Car malgré les nouveaux outils de productivité, malgré un débat public riche sur « le futur du travail », et malgré la multiplication des chief happiness officers, dans les faits, les entreprises trainaient des pieds pour changer leurs manières de faire. Ce futur si désirable, où nous devions mieux concilier vie professionnelle et vie personnelle, en nous libérant notamment de la contrainte de la présence au bureau chaque jour à heures fixes, se faisait attendre. Et jusqu’à l’année dernière, toute l’organisation du travail n’avait en réalité que marginalement évolué depuis la généralisation du travail de bureau au milieu du 20e siècle.
Et puis, au printemps dernier, tout a changé. Le conservatisme des entreprises s’est heurté de plein fouet au mur de la crise sanitaire, un stress test extrême pour les organisations, qui a fait voler en éclat – irréversiblement, j’en suis convaincu – les schémas classiques. Nous avons adopté, massivement et quasi-instantanément, une organisation radicalement différente, fondée sur l’utilisation massive des technologies digitales et des réseaux très haut débit. Le télétravail, les réunions à distance se sont généralisées, les déplacements ont été annulés et les communications digitales se sont multipliées : emails, messageries instantanées comme Viber ou Olvid, systèmes de travail collaboratifs intégrés comme Slack ou Teams, visioconférences… Cette organisation ne devait être que temporaire, pour faire face. Mais après un an de ce régime d’exception, on peut légitimement se dire que notre monde a changé.
Je suis de ceux qui n’ont jamais vraiment cru à la rhétorique du « monde d’après ». Parce que ce « monde d’après », tellement fantasmé, n’est en fait qu’une version améliorée du monde d’aujourd’hui, une version plus humaine que j’appelle de mes vœux depuis longtemps. Car cette crise a révélé des mutations à l’œuvre depuis des années, qui s’inscrivent dans un temps beaucoup plus long et qui portent en elles les germes du progrès. Contrairement à l’idée reçue qui voudrait que « le monde du travail, c’était mieux avant », en réalité, la technologie n’a eu de cesse depuis 50 ans d’améliorer notre qualité de vie au travail. En permettant une amélioration de la productivité, elle a rendu le travail plus compatible avec nos vies personnelles et nous a donné plus de liberté.

● ● ● ●

§ **EXERCICES ET CONSIGNES**:
A. Traduisez en anglais cette phrase du texte source : « Je suis de ceux qui n’ont jamais vraiment cru à la rhétorique du “monde d’après”. »
B. Rédigez la suite du texte sur l'organisation du travail, en reprenant juste après sa dernière phrase.

Enregistrements extraits d'une collection
● ● ● ●

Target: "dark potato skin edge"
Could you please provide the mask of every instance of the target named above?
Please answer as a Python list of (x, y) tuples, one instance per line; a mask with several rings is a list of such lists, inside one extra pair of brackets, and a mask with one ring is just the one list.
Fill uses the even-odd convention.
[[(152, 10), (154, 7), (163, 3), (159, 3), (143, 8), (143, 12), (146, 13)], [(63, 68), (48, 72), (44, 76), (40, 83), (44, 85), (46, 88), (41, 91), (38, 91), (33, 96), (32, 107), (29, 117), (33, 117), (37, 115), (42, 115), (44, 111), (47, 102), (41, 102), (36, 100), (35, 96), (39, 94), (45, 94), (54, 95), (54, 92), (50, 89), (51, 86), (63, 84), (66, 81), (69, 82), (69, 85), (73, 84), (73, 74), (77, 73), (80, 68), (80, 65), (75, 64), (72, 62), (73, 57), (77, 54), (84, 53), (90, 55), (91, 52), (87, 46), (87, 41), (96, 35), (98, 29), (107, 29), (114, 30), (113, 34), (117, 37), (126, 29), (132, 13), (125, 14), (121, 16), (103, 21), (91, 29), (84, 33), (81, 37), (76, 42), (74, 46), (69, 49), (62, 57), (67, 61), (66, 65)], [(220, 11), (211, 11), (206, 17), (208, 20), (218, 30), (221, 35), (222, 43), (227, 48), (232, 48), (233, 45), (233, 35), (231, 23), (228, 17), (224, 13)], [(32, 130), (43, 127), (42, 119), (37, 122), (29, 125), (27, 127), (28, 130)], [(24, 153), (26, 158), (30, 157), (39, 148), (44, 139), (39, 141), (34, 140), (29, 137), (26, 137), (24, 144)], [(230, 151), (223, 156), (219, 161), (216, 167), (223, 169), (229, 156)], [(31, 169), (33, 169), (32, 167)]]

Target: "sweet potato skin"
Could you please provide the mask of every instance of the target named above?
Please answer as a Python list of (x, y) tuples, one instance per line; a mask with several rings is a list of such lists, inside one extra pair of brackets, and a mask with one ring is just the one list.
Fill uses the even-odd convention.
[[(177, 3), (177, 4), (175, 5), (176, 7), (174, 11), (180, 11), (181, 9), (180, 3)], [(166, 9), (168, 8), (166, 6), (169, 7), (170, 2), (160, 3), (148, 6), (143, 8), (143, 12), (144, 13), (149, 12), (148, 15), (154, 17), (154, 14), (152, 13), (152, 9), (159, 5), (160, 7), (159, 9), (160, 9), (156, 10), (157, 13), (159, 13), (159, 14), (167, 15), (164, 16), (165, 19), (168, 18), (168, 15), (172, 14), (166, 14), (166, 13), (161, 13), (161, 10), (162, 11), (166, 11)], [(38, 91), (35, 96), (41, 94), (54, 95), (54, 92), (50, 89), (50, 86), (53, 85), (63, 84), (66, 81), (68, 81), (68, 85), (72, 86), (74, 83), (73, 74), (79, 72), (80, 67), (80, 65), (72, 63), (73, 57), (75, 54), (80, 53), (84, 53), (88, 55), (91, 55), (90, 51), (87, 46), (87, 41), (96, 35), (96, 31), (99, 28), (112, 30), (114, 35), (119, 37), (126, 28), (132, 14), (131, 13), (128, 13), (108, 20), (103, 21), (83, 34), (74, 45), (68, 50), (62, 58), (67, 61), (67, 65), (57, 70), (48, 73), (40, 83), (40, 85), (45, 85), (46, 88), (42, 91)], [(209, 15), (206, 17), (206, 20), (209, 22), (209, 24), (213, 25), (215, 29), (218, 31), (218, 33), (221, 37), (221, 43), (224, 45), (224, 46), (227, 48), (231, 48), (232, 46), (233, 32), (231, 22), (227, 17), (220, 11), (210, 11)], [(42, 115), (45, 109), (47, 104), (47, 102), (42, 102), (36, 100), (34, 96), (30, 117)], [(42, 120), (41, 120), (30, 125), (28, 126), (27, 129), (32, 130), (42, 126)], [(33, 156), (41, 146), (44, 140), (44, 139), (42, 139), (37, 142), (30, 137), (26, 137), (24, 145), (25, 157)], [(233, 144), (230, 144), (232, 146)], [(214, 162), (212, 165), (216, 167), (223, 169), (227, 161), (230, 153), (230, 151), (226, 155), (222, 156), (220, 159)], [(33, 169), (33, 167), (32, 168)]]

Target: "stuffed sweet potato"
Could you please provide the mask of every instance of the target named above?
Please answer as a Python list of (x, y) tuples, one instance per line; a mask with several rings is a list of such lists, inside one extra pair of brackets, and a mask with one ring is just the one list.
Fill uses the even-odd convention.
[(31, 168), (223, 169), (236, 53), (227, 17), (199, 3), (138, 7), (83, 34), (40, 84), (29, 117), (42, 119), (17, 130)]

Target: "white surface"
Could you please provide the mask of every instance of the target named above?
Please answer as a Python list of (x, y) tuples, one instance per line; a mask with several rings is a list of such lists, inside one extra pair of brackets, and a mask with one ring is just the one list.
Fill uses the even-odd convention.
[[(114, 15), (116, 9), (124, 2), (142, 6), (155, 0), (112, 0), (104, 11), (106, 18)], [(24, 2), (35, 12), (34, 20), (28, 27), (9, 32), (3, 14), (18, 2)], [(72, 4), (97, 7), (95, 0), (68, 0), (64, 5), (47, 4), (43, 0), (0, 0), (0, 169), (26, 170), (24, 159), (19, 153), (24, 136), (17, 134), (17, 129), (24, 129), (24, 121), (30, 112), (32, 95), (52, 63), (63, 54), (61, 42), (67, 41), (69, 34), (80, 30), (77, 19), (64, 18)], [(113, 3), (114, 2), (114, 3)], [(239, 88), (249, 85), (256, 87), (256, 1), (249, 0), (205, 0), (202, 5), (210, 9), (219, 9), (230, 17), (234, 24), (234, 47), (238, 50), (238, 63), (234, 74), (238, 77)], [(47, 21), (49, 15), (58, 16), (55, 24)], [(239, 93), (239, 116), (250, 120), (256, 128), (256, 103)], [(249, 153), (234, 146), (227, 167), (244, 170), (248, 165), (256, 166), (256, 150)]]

● ● ● ●

§ **RÉSULTATS**:
A. I am one of those who never really believed in the rhetoric of the "world after."

B.
Alors oui, nous ressentons tous une grande fatigue de ce télétravail systématique. Oui, passer nos journées « en visio » est usant. Et oui, les contacts quotidiens « en vrai » avec nos collègues nous manquent. Mais reconnaissons que conserver certains aspects de cette nouvelle organisation, à dose modérée, serait positif : par exemple, pouvoir télétravailler un ou deux jours par semaine, garder de la flexibilité sur notre présence au bureau, ou encore réduire les déplacements inutiles. Et bientôt, la télé-présence en réalité virtuelle immersive permettra encore plus de fluidité.
Prenons encore un pas de recul. Pour beaucoup d’entre nous, cette crise, aussi terrible qu’elle ait été par ailleurs, a aussi été l’occasion de découvrir d’autres équilibres. Elle nous a permis de passer plus de temps avec nos enfants ; parfois en y étant forcés, mais souvent avec plaisir. Ce changement a été l’occasion de remettre en cause nos modes de vie, pour retrouver davantage de sens dans nos journées, en réconciliant la personne que l’on est au travail et celle de sa vie personnelle. Cette crise a aussi été le moment de repenser notre rapport à la nature. Elle a poussé certains citadins, parmi ceux qui en avaient la possibilité, à fuir les grandes villes, et à apprécier la possibilité d’avoir un extérieur, un coin de verdure. Enfin, alors que les contacts avec nos proches se sont faits plus rares, nous apprécions d’autant plus les moments privilégiés que nous pouvons passer avec eux. Grâce aux progrès technologiques, nous avons la possibilité de conserver, demain, ce rapport plus équilibré à notre vie personnelle.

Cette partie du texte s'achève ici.